---------- Data supplied ----------
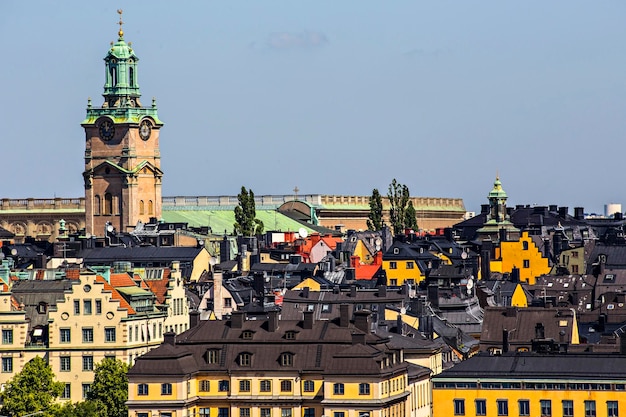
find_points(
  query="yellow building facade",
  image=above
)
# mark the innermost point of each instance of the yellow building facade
(276, 368)
(533, 385)
(87, 322)
(522, 254)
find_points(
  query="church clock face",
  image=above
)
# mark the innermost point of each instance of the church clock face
(145, 129)
(107, 130)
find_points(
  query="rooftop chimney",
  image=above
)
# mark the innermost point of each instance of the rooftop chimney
(236, 319)
(358, 338)
(362, 320)
(307, 323)
(505, 340)
(539, 331)
(579, 213)
(169, 338)
(382, 291)
(344, 315)
(194, 318)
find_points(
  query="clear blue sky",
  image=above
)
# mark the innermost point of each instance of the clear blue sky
(335, 97)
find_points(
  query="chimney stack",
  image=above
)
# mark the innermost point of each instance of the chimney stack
(169, 338)
(272, 321)
(194, 318)
(307, 323)
(344, 315)
(236, 319)
(362, 320)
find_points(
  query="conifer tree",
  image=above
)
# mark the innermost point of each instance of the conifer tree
(375, 217)
(246, 223)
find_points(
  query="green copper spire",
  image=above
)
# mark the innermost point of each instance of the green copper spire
(121, 89)
(497, 191)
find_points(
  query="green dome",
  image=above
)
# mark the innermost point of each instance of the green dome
(497, 191)
(121, 50)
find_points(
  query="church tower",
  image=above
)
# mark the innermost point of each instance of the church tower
(122, 159)
(498, 226)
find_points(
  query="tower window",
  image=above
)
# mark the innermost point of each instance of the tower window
(108, 204)
(113, 72)
(96, 205)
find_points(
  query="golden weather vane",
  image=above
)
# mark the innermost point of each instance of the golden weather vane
(121, 32)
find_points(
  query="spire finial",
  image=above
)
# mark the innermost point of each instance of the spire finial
(121, 32)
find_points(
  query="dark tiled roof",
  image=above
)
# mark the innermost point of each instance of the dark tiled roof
(108, 255)
(535, 366)
(326, 347)
(520, 323)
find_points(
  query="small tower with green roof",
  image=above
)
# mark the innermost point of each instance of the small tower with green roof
(122, 158)
(498, 220)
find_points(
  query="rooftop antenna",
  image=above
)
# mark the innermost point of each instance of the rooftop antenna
(121, 32)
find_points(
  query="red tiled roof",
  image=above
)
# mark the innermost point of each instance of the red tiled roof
(159, 286)
(72, 273)
(122, 280)
(116, 295)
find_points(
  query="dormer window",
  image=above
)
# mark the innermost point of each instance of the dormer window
(212, 356)
(286, 359)
(245, 359)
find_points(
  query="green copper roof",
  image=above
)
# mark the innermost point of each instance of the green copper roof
(220, 220)
(121, 87)
(497, 191)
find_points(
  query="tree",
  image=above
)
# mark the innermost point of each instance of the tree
(31, 390)
(375, 218)
(82, 409)
(110, 387)
(410, 217)
(398, 199)
(246, 222)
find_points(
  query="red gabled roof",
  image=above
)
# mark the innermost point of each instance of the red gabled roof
(331, 241)
(122, 280)
(72, 273)
(15, 305)
(116, 295)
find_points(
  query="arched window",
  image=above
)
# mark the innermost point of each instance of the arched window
(116, 205)
(108, 204)
(113, 72)
(96, 205)
(286, 359)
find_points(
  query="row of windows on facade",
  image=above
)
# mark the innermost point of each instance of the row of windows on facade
(65, 334)
(545, 408)
(212, 356)
(245, 385)
(558, 386)
(263, 412)
(110, 205)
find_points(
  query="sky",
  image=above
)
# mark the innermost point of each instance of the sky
(332, 97)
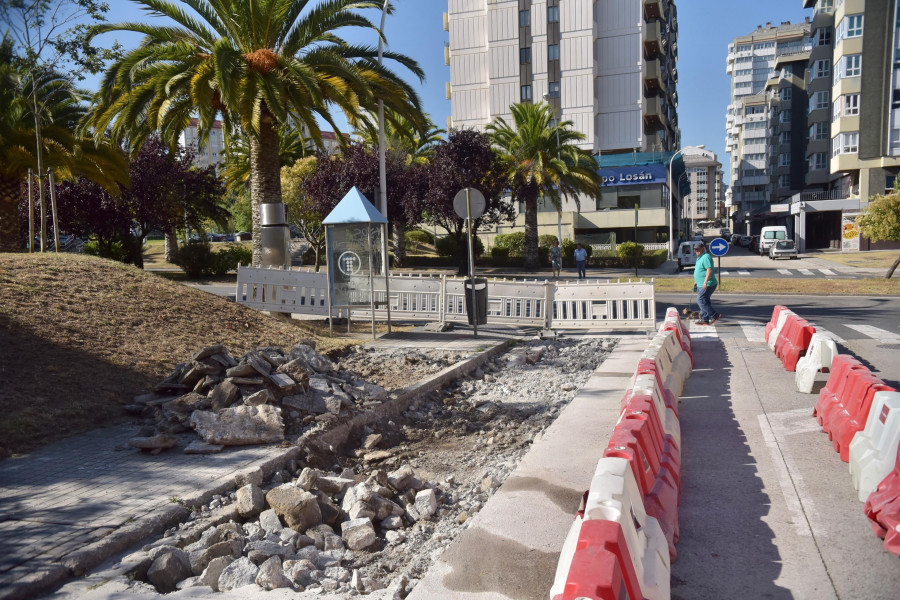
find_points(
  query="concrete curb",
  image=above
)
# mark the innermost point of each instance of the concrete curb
(81, 561)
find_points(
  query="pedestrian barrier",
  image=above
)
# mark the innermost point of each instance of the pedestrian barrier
(586, 304)
(773, 333)
(632, 439)
(773, 320)
(883, 509)
(873, 451)
(850, 415)
(834, 389)
(822, 349)
(793, 340)
(601, 568)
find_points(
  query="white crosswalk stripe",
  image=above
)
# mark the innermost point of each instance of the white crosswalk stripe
(882, 335)
(833, 336)
(753, 331)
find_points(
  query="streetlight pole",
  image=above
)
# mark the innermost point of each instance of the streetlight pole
(382, 181)
(558, 212)
(672, 193)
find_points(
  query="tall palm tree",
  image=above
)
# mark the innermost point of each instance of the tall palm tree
(256, 63)
(59, 109)
(540, 158)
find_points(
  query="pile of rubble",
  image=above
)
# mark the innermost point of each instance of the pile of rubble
(256, 399)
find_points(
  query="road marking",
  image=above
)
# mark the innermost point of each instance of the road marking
(791, 487)
(753, 331)
(882, 335)
(830, 334)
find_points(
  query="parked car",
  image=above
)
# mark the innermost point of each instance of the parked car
(685, 256)
(753, 246)
(783, 249)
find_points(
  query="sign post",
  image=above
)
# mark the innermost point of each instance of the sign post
(469, 204)
(718, 247)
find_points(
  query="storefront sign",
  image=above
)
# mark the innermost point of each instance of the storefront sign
(648, 174)
(849, 233)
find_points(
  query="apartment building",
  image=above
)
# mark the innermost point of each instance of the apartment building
(767, 110)
(210, 153)
(608, 67)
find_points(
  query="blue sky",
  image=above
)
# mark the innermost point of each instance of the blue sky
(706, 27)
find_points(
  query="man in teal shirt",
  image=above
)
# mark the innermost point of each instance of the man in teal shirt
(705, 282)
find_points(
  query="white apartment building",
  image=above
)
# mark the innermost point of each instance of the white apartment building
(210, 153)
(758, 63)
(608, 67)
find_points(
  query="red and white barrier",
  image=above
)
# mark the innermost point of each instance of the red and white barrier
(873, 451)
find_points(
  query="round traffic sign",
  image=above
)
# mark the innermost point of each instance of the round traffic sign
(718, 247)
(476, 203)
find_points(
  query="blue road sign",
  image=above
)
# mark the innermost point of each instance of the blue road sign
(718, 247)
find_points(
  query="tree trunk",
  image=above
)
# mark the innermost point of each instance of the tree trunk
(10, 230)
(171, 246)
(265, 173)
(531, 237)
(893, 268)
(399, 232)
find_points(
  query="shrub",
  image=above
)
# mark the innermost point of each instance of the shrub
(513, 242)
(418, 236)
(447, 246)
(116, 250)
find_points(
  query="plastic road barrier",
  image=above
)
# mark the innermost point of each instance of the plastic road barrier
(633, 440)
(822, 349)
(601, 568)
(772, 334)
(873, 451)
(834, 387)
(883, 509)
(774, 320)
(793, 340)
(851, 414)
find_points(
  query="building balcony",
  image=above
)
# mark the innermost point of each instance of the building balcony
(654, 82)
(655, 114)
(653, 42)
(652, 9)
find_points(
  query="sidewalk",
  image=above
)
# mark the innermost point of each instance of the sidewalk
(66, 508)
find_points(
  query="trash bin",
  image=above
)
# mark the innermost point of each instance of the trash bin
(480, 294)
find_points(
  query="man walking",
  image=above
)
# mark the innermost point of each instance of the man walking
(581, 261)
(705, 282)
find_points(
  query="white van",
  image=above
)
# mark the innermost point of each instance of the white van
(769, 235)
(685, 256)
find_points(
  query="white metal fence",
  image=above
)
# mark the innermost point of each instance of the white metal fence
(579, 304)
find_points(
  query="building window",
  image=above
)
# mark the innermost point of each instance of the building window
(554, 89)
(553, 14)
(821, 68)
(818, 131)
(553, 52)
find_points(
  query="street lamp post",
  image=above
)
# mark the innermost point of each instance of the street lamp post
(671, 192)
(559, 211)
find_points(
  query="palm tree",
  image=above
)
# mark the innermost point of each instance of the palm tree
(540, 158)
(59, 109)
(257, 64)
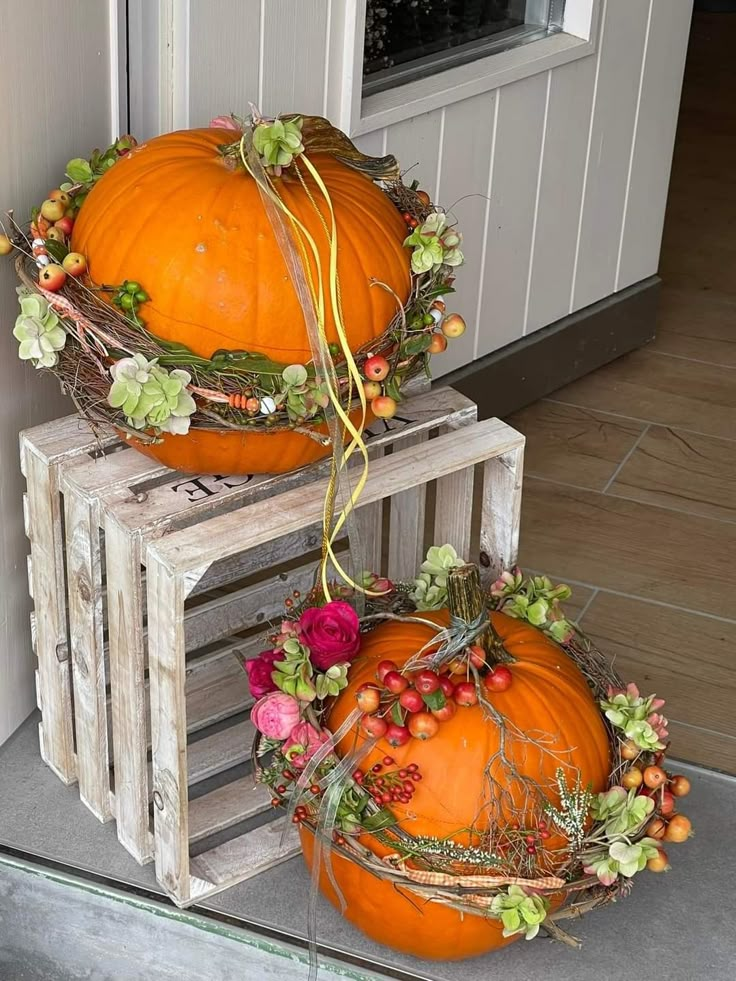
----------
• [Exercise objective]: Return, exactly as they stand, all of the lines above, but not the pictures.

• [Solved exercise]:
find_points(
  query="yellow building facade",
  image=above
)
# mark the innermost point of each instance of the yellow building facade
(276, 368)
(533, 385)
(87, 322)
(522, 254)
find_points(
  query="church clock face",
  image=above
)
# mark the innermost point of each instance of the church clock face
(145, 129)
(107, 130)
find_points(
  query="rooftop chimney",
  image=above
)
# mark the innermost point of each instance of the rooftop chimney
(236, 319)
(358, 338)
(362, 320)
(307, 323)
(505, 340)
(539, 331)
(579, 213)
(169, 338)
(382, 291)
(344, 315)
(194, 318)
find_points(
  query="clear blue sky",
  image=above
)
# mark the innermost point of each instance of the clear blue sky
(335, 97)
find_points(
  query="chimney stack",
  image=above
)
# mark the innermost point of each instance of the chimney stack
(169, 338)
(272, 321)
(194, 318)
(307, 323)
(344, 315)
(236, 319)
(362, 320)
find_points(
  query="conifer tree",
  image=above
)
# mark the innermost point of each instance of the conifer tree
(375, 217)
(246, 223)
find_points(
  query="green copper spire",
  image=above
)
# mark the innermost point of each instance of the green copper spire
(121, 89)
(497, 191)
find_points(
  query="green dome",
  image=above
)
# mark the innermost point of each instance of the green dome
(497, 191)
(121, 50)
find_points(
  query="church tower",
  image=above
)
# mark the innermost point of each instance of the church tower
(122, 159)
(498, 226)
find_points(
  query="tower window",
  image=above
)
# mark the innermost point of each instance of the tower window
(108, 204)
(113, 72)
(96, 205)
find_points(
  query="golden weather vane",
  image=above
)
# mark the innermost point of each instance of the golden weather vane
(121, 32)
find_points(
  query="spire finial",
  image=above
)
# mark the innermost point of each instance of the spire finial
(121, 32)
find_points(
  query="dark tiled roof",
  image=above
)
# mark the innermost point of each instance of the dark tiled roof
(108, 255)
(535, 366)
(326, 347)
(520, 323)
find_points(
  query="small tower with green roof",
  image=above
)
# mark the innermost point of each instance of the small tower with green roof
(122, 158)
(498, 220)
find_points(
  query="rooftop antenna",
  image=above
)
# mark the innermost point of each instance of the rooftop antenna
(121, 32)
find_points(
  query="red tiled roof",
  image=above
)
# mark the innermost point of each instance of the red tiled roof
(159, 286)
(72, 273)
(122, 280)
(116, 295)
find_points(
  query="dormer window",
  image=above
)
# mark the innermost point of each instance of the dormer window
(212, 356)
(286, 359)
(245, 359)
find_points(
  query="green copper roof",
  image=above
)
# mark the innermost point of each instance of the green copper roof
(220, 220)
(121, 87)
(497, 191)
find_points(
  query="tree",
  image=above
)
# mark the innermost point of each instance of the tree
(31, 390)
(375, 218)
(82, 409)
(110, 387)
(410, 217)
(398, 199)
(246, 222)
find_points(
  query="red gabled roof",
  image=above
)
# mark the innermost point of each instance of the red gabled roof
(331, 241)
(122, 280)
(72, 273)
(15, 305)
(116, 295)
find_points(
  query="arched window",
  image=above
)
# mark the innermost point of each instance of the arched window
(116, 205)
(108, 204)
(113, 72)
(96, 205)
(286, 359)
find_points(
  query="row of windows on facade",
  image=above
)
# mark the innermost point of each instance of the row of windows on facade
(65, 334)
(545, 408)
(212, 356)
(245, 385)
(558, 386)
(263, 412)
(110, 205)
find_points(
  query="sky",
  image=above
)
# mark the innermost point of each instance of the sky
(332, 97)
find_points(
  query="concrete curb",
  image=above
)
# mark the innermost point of each instance of the concrete curb
(81, 561)
find_points(
  query="pedestrian barrier",
  image=above
)
# mark the innermost point of each instance of the pedestrian barrier
(586, 304)
(773, 333)
(632, 439)
(773, 320)
(883, 509)
(873, 451)
(850, 415)
(834, 389)
(822, 349)
(793, 340)
(601, 568)
find_points(
  query="white crosswalk stripe",
  image=above
)
# mark the innermost point of each instance of the white crosswalk stripe
(882, 335)
(833, 336)
(753, 331)
find_points(
  query="streetlight pole",
  image=above
)
# mark the innermost point of each instance of the streetlight pole
(382, 181)
(558, 212)
(672, 193)
find_points(
  query="tall palm tree",
  image=above
)
# mark the innermost point of each instance of the tall palm tree
(256, 63)
(59, 109)
(540, 158)
find_points(
  query="pile of rubble",
  image=above
)
# mark the innermost point of each instance of the pile of rubble
(256, 399)
find_points(
  query="road marking",
  image=above
)
# mark the innermost point of each instance of the road marking
(791, 487)
(753, 331)
(882, 335)
(830, 334)
find_points(
  query="parked car",
  image=above
)
# mark the innermost point of each instance of the parked car
(685, 256)
(753, 246)
(783, 249)
find_points(
  query="sign post",
  image=above
)
# mark the innermost point of each instance of the sign post
(469, 204)
(718, 247)
find_points(
  query="storefront sign",
  image=above
)
# mark the innermost point of each instance of the storefront sign
(648, 174)
(849, 233)
find_points(
  query="apartment building",
  image=above
)
# mark the innermost point of each instance of the apartment building
(767, 110)
(210, 153)
(608, 67)
find_points(
  query="blue sky",
  image=above
)
# mark the innermost point of each instance of the blue sky
(706, 27)
find_points(
  query="man in teal shirt",
  image=above
)
# mark the innermost point of each instance of the man in teal shirt
(705, 282)
find_points(
  query="white apartment building",
  image=above
)
# mark the innermost point of each instance of the white apartment building
(210, 153)
(758, 63)
(608, 67)
find_points(
  query="red and white barrier",
  image=above
)
# mark the innermost point of each instance of the red and white barrier
(873, 451)
find_points(
  query="round traffic sign",
  image=above
)
# mark the innermost point of each instance of the round traffic sign
(718, 247)
(476, 203)
find_points(
  query="blue road sign",
  image=above
)
# mark the innermost point of each instance of the blue road sign
(718, 247)
find_points(
  query="tree trunk",
  image=above
)
# mark the innermost point of each instance of the tree trunk
(10, 230)
(171, 246)
(265, 173)
(531, 237)
(893, 268)
(399, 232)
find_points(
  query="shrub",
  image=above
)
# mark the innermost point of each instance of the shrub
(513, 242)
(418, 236)
(447, 246)
(116, 250)
find_points(
  query="plastic road barrier",
  image=above
)
# mark the innermost point of each instance of the plastic road barrier
(633, 440)
(822, 349)
(601, 568)
(772, 334)
(873, 451)
(834, 387)
(883, 509)
(774, 320)
(793, 340)
(851, 414)
find_points(
  query="building balcony",
  image=above
)
# mark the innermost point of each instance of the building balcony
(654, 82)
(655, 114)
(653, 42)
(652, 9)
find_points(
  query="sidewalk",
  image=above
)
# mark the innermost point of each instance of the sidewalk
(66, 508)
find_points(
  query="trash bin",
  image=above
)
# mark the innermost point of each instance of the trash bin
(480, 294)
find_points(
  query="man walking",
  image=above
)
# mark the innermost point of each instance of the man walking
(581, 261)
(705, 282)
find_points(
  query="white van",
  image=above
)
# mark the innermost point of each instance of the white van
(769, 235)
(685, 256)
find_points(
  query="white metal fence",
  image=above
)
# mark the innermost point of each instance of the white metal fence
(579, 304)
find_points(
  query="building window",
  image=above
)
# mark the innermost point of each instance of the building window
(554, 89)
(553, 14)
(821, 68)
(818, 131)
(553, 52)
find_points(
  query="street lamp post",
  image=above
)
# mark the innermost point of each instance of the street lamp post
(671, 192)
(559, 211)
find_points(
  query="palm tree",
  image=above
)
# mark the innermost point of each instance of the palm tree
(540, 158)
(59, 109)
(257, 64)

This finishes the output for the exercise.